Considerations for installing Server Core and upgrading domain controllers
Keep in mind the following considerations as you plan whether to use the Server Core installation option:
A Server Core installation is not a separate version or edition of Windows Server 2008. It is an installation option that you can choose to run on any edition of Windows Server 2008.
You cannot upgrade a domain controller that runs Windows 2000 Server or Windows Server 2003 to a Server Core installation of Windows Server 2008.
You cannot convert from a full installation to a Server Core installation, or the reverse.
From an administrative workstation that runs Windows Vista with Service Pack 1 (SP1) or Windows Server 2008, you can use the MMC snap-ins in Remote Server Administration Tools (RSAT) to remotely administer a Server Core installation. For more information, see Using RSAT.
Using BitLocker on RODCs
RODCs do not require you to install BitLocker™ Drive Encryption. RODCs do not contain passwords. Therefore, by default they can be deployed more securely than a writable domain controller. But if your organization is planning on deploying an RODC in a location where it might be stolen, you may want to install BitLocker as an additional precaution to help safeguard data on the server.

....

§ Set of tasks
A) In the Server Core and domain controller guidance, rewrite as a short bulleted list the paragraph that begins "RODCs do not require you to install BitLocker", keeping its main facts.
B) According to the Server Core and domain controller guidance, on which operating systems must an administrative workstation run to administer a Server Core installation remotely with the RSAT snap-ins?
C) Repeat the Server Core and domain controller guidance word for word, from "You cannot convert" up to and including "see Using RSAT.".

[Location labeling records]
....

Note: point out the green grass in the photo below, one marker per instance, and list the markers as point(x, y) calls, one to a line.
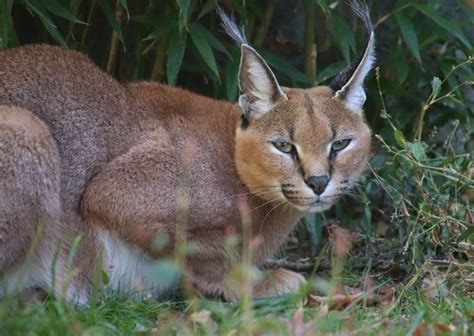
point(121, 316)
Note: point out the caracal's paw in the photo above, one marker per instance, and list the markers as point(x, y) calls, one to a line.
point(280, 281)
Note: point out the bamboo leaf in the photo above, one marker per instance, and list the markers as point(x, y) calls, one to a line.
point(213, 41)
point(176, 50)
point(285, 68)
point(231, 73)
point(314, 224)
point(436, 87)
point(400, 138)
point(163, 26)
point(207, 7)
point(110, 16)
point(184, 8)
point(198, 36)
point(409, 34)
point(124, 4)
point(58, 9)
point(7, 31)
point(343, 35)
point(48, 23)
point(448, 25)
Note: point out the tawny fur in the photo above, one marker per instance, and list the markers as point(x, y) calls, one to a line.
point(124, 165)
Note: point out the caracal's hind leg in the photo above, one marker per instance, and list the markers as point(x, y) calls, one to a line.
point(29, 200)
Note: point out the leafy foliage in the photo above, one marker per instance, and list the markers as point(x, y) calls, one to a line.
point(419, 186)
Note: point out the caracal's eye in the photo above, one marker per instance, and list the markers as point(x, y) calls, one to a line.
point(283, 146)
point(340, 145)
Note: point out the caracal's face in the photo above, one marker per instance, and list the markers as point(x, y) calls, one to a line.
point(306, 152)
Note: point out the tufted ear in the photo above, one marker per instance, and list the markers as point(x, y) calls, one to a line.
point(259, 89)
point(348, 85)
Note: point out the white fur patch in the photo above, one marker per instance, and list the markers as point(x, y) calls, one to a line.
point(353, 91)
point(130, 271)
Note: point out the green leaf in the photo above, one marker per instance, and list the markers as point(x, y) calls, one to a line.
point(48, 23)
point(448, 25)
point(399, 138)
point(124, 4)
point(105, 278)
point(367, 219)
point(176, 51)
point(231, 73)
point(168, 272)
point(418, 151)
point(409, 34)
point(110, 15)
point(343, 35)
point(435, 86)
point(402, 69)
point(314, 224)
point(199, 38)
point(214, 42)
point(207, 7)
point(468, 234)
point(468, 9)
point(57, 9)
point(184, 8)
point(7, 30)
point(163, 26)
point(282, 66)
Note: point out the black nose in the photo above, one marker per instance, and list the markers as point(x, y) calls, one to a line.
point(318, 183)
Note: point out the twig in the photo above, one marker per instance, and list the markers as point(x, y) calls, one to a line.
point(310, 51)
point(114, 43)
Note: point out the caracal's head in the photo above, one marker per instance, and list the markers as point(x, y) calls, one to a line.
point(302, 147)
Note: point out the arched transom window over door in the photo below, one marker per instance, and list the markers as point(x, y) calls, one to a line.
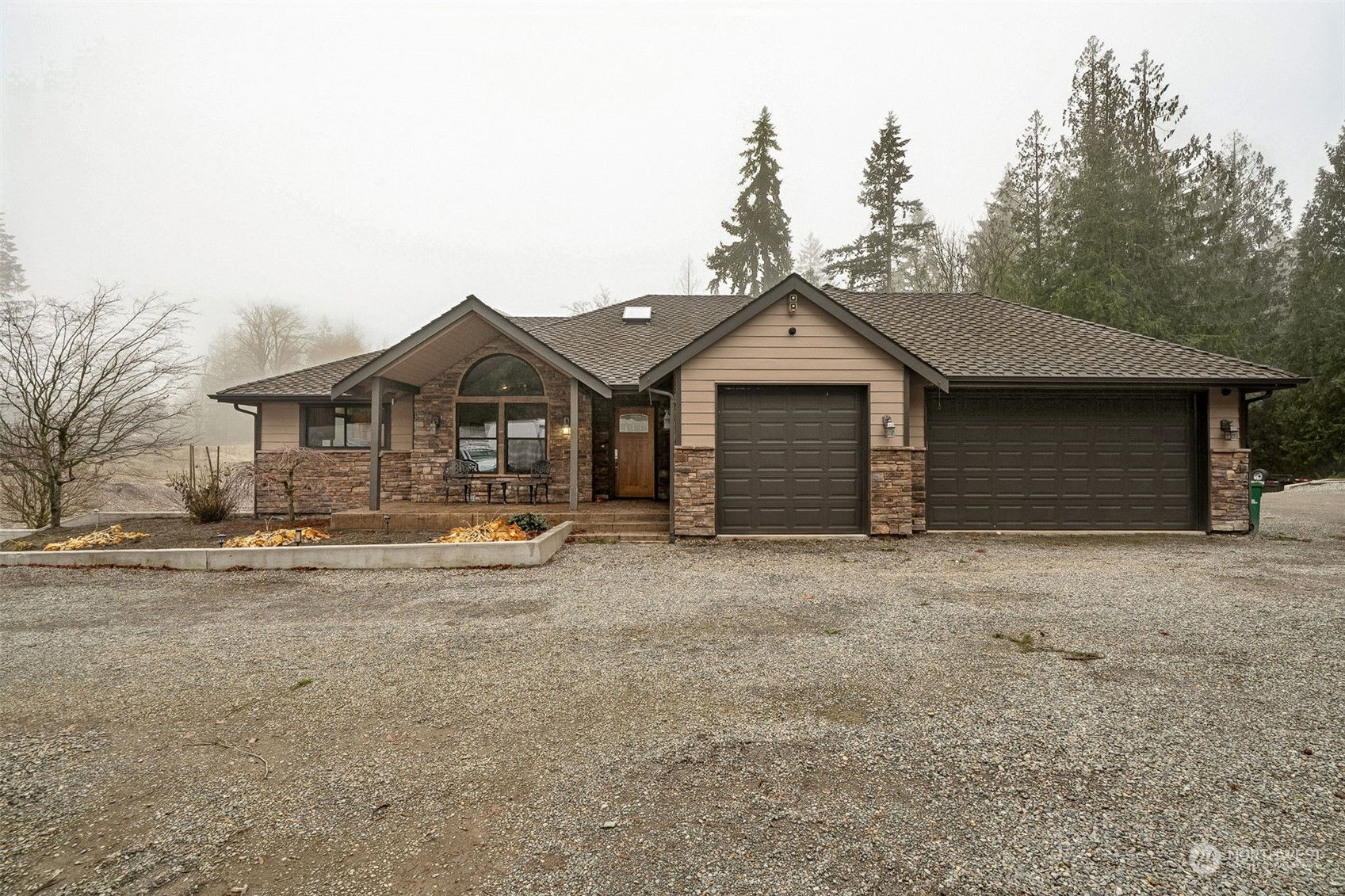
point(499, 395)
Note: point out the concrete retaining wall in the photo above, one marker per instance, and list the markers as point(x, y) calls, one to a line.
point(428, 556)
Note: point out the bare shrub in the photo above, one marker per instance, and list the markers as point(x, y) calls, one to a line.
point(214, 491)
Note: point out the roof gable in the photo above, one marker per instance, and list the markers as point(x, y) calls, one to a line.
point(794, 284)
point(978, 338)
point(471, 306)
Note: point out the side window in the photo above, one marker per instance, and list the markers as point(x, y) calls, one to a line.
point(342, 427)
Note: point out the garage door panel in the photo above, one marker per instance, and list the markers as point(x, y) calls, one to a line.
point(1061, 460)
point(802, 467)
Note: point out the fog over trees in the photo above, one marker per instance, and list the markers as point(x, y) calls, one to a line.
point(1109, 208)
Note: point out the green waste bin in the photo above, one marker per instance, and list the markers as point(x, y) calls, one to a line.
point(1255, 506)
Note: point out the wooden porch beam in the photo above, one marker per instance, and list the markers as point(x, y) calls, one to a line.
point(376, 439)
point(575, 437)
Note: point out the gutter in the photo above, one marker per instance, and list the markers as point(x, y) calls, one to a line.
point(256, 416)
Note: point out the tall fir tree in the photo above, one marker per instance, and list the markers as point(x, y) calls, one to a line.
point(758, 256)
point(1305, 429)
point(11, 272)
point(994, 248)
point(1233, 295)
point(1028, 196)
point(1090, 206)
point(884, 258)
point(1122, 208)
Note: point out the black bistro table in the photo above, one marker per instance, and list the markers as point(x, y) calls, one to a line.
point(498, 483)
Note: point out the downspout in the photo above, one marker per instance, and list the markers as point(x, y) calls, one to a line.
point(256, 416)
point(1244, 418)
point(671, 463)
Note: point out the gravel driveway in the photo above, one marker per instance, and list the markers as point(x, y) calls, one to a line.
point(939, 715)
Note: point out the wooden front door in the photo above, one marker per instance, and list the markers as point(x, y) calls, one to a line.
point(634, 452)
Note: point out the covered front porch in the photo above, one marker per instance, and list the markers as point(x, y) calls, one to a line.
point(606, 520)
point(494, 414)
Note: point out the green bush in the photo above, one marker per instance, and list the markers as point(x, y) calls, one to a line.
point(532, 524)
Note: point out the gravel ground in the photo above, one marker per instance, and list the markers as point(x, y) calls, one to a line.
point(741, 717)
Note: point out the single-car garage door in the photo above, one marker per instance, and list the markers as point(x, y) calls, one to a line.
point(1063, 460)
point(791, 459)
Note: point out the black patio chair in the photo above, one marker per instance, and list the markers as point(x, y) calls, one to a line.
point(459, 472)
point(540, 479)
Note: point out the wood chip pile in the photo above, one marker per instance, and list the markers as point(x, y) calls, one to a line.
point(102, 539)
point(497, 530)
point(277, 539)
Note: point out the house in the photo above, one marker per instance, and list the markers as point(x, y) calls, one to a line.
point(803, 410)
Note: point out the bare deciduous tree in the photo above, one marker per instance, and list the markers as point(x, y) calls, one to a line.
point(686, 277)
point(812, 260)
point(327, 343)
point(269, 338)
point(602, 299)
point(281, 468)
point(88, 383)
point(942, 262)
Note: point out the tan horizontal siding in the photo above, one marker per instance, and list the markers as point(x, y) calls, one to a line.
point(1225, 408)
point(918, 398)
point(279, 424)
point(823, 352)
point(403, 424)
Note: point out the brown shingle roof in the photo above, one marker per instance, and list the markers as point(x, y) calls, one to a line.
point(307, 383)
point(976, 337)
point(966, 337)
point(619, 352)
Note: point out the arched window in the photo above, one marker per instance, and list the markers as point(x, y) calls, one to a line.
point(498, 397)
point(501, 376)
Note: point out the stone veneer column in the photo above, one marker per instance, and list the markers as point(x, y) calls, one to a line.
point(693, 505)
point(1229, 509)
point(889, 491)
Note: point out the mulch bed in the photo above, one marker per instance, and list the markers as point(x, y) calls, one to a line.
point(183, 533)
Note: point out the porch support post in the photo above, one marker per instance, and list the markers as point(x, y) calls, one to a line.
point(575, 437)
point(376, 439)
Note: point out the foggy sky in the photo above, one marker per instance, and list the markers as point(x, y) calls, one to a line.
point(381, 162)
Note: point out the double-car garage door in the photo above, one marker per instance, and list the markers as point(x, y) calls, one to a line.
point(795, 460)
point(1063, 460)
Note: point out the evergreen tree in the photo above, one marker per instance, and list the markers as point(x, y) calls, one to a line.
point(884, 258)
point(1305, 429)
point(1122, 208)
point(1233, 295)
point(11, 272)
point(994, 250)
point(758, 256)
point(1030, 204)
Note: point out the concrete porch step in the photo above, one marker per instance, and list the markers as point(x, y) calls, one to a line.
point(621, 536)
point(428, 517)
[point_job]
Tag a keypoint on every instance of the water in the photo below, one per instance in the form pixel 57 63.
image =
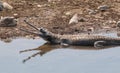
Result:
pixel 56 59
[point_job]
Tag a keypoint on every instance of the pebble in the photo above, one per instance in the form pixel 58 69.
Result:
pixel 1 6
pixel 8 22
pixel 74 19
pixel 103 7
pixel 39 6
pixel 92 11
pixel 118 24
pixel 7 6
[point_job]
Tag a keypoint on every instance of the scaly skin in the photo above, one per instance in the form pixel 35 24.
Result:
pixel 81 39
pixel 78 40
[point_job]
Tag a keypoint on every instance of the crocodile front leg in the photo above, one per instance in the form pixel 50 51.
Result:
pixel 99 44
pixel 65 42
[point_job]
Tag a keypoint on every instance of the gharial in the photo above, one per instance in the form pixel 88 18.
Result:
pixel 77 40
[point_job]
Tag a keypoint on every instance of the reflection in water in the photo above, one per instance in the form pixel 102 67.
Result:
pixel 43 49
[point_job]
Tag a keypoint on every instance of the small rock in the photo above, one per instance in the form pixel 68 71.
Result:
pixel 68 13
pixel 118 24
pixel 7 6
pixel 1 6
pixel 103 8
pixel 74 19
pixel 81 19
pixel 39 6
pixel 92 11
pixel 8 22
pixel 16 15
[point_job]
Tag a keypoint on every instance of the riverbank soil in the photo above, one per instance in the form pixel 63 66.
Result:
pixel 56 14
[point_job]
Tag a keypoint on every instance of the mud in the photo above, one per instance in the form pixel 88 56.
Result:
pixel 55 16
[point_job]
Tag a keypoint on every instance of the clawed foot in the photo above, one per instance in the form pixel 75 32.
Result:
pixel 99 44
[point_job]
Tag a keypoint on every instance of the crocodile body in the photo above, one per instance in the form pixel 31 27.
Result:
pixel 81 39
pixel 78 40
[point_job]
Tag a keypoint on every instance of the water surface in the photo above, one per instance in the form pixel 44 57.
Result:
pixel 56 59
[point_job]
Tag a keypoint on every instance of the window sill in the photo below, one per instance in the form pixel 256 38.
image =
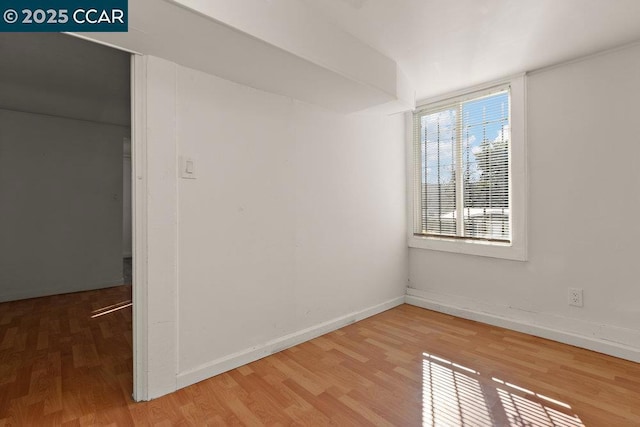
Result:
pixel 510 251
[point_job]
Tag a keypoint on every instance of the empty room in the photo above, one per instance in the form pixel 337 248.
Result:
pixel 334 212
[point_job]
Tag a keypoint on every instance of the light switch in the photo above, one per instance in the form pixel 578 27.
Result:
pixel 187 168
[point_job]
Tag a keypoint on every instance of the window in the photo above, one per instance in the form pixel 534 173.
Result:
pixel 468 173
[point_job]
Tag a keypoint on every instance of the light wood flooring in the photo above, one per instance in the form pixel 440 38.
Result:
pixel 63 363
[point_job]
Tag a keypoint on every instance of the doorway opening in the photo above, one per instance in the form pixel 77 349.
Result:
pixel 66 216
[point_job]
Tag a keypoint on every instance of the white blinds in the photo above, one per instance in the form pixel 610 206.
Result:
pixel 462 168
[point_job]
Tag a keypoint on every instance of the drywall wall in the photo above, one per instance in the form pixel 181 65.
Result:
pixel 295 217
pixel 582 215
pixel 60 205
pixel 294 225
pixel 127 240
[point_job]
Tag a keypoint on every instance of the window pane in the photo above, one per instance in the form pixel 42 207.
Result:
pixel 486 136
pixel 438 150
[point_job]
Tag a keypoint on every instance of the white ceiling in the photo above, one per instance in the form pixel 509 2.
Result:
pixel 447 45
pixel 52 73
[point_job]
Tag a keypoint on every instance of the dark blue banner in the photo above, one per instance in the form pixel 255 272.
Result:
pixel 26 16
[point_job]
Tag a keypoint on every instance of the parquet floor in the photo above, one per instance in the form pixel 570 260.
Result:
pixel 405 367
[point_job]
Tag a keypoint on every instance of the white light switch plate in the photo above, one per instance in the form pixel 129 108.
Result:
pixel 187 168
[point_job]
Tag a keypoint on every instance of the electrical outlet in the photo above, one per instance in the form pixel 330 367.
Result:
pixel 575 297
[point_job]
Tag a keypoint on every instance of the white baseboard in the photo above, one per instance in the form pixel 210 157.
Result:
pixel 252 354
pixel 534 326
pixel 43 292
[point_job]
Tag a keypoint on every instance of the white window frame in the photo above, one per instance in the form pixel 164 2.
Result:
pixel 518 188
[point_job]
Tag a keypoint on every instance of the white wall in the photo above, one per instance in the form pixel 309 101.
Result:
pixel 60 205
pixel 294 226
pixel 583 210
pixel 127 241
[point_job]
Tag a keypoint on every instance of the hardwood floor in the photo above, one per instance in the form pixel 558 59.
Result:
pixel 66 360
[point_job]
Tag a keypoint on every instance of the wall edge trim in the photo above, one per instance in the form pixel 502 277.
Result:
pixel 421 299
pixel 252 354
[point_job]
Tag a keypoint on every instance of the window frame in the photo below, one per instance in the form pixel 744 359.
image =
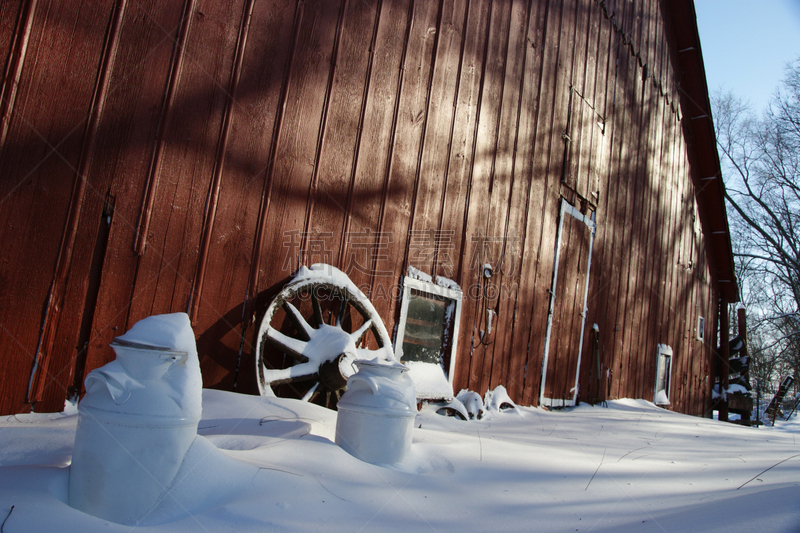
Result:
pixel 429 287
pixel 701 328
pixel 663 350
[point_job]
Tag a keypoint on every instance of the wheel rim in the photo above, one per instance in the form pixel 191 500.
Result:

....

§ Task results
A)
- Installing BitLocker Drive Encryption is not required on RODCs.
- RODCs contain no passwords, so by default they can be deployed more securely than a writable domain controller.
- If an RODC will be placed where it might be stolen, an organization may want to install BitLocker as an added precaution to protect data on the server.

B) Windows Vista with Service Pack 1 (SP1) or Windows Server 2008.

C)
You cannot convert from a full installation to a Server Core installation, or the reverse.
From an administrative workstation that runs Windows Vista with Service Pack 1 (SP1) or Windows Server 2008, you can use the MMC snap-ins in Remote Server Administration Tools (RSAT) to remotely administer a Server Core installation. For more information, see Using RSAT.